ИСХОДНЫЙ ТЕКСТ:

Шрифт:
Интервал:
Закладка:
Вызывали негодование служба доставки и таможенная служба.
Эстонский посланник Юлиус Сельямаа жаловался, что его багаж «блуждал четверо суток между границей и Москвой»[665].
Германский посол Герберт фон Дирксен критиковал таможенные тарифы – за небольшую посылку с консервами и игральными картами его заставили заплатить 12 тысяч рублей. Кроме того, его возмутили «неряшливые манипуляции» таможенников – «надрывают пакеты, содержащиеся в ящиках, причем часть содержимого высыпается, что приводит к смешению продуктов». В результате мадам Дирксен очень огорчилась из-за «смешения риса с какао и солью»[666].
Ну, а про пересылку несопровождаемого багажа и говорить нечего. Вещи греческого дипломата Александра Коантзакиса, которые отправляли из Негорелого, потерялись. Чиновник организации Союзтранс «невозмутимо объяснил… что очевидно вещи посланника выгружены где-то на промежуточной станции, но где именно и какова их судьба Союзтранс не берется установить и рекомендует Коантзакису проводить поиски через НПО[667]». Надо ли говорить, что вещи так и не были найдены. Флоринский с возмущением отметил, что «мы уже имеем представление каким расхлябанным учреждением является Союзтранс. Нужно было бы покрепче подтянуть это учреждение»[668]. Не факт, что из этого что-то получилось, таких учреждений в СССР было немало…
А когда доставляли багаж итальянского посла, «таможня нас уведомила, что крыша в вагоне с вещами Черутти пропилена и что некоторые ящики вскрыты»[669].

ЦЕЛЬ ЗАДАНИЯ: Сколько, согласно тексту о багаже дипломатов, заставили заплатить германского посла Герберта фон Дирксена за небольшую посылку с консервами и игральными картами? Приведённые далее записи — самостоятельный материал, с текстом не связанный.

ФРАГМЕНТЫ НАБОРА ДАННЫХ:
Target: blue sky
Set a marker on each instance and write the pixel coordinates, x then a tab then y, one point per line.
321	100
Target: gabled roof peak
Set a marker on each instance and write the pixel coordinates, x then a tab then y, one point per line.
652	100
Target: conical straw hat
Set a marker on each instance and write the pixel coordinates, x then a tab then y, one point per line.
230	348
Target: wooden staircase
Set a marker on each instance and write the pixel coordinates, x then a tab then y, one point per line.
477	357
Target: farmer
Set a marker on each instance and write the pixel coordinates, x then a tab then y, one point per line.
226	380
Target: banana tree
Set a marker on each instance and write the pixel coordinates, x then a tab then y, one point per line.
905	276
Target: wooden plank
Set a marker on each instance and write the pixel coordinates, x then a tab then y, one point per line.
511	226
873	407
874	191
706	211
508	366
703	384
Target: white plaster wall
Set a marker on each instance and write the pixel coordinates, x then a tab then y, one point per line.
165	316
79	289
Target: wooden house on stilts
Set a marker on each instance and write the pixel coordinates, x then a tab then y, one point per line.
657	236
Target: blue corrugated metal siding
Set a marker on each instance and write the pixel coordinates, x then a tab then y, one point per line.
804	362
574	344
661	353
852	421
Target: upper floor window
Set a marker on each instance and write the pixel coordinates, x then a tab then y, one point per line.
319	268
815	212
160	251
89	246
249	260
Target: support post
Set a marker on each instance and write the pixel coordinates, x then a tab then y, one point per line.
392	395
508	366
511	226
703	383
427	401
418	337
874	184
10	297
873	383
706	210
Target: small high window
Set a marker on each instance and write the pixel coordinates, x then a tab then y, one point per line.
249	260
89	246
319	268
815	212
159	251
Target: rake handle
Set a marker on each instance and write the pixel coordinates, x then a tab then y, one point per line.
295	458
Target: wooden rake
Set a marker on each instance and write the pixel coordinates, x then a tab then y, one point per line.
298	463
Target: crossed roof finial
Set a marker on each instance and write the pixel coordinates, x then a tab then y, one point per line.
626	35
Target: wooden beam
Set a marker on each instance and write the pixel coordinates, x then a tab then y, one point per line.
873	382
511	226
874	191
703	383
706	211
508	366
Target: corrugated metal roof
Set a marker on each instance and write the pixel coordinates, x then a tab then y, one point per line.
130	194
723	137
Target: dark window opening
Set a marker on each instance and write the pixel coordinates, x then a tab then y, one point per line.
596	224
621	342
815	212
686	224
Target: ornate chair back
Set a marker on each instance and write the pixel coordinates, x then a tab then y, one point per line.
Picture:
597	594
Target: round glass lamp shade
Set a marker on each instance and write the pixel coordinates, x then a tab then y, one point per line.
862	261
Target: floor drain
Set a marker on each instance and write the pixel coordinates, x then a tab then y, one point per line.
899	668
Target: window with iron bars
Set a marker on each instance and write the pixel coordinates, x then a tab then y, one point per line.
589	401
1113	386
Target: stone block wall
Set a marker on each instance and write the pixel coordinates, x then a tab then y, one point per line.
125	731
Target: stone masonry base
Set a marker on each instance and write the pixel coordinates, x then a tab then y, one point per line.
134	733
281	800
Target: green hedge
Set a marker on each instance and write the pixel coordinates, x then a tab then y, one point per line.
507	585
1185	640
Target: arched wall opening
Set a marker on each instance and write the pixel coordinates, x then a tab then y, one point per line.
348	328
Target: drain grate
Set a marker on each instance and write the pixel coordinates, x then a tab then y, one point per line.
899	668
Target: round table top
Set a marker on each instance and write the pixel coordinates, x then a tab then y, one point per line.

ОТВЕТ К ЗАДАНИЮ: 12 тысяч рублей.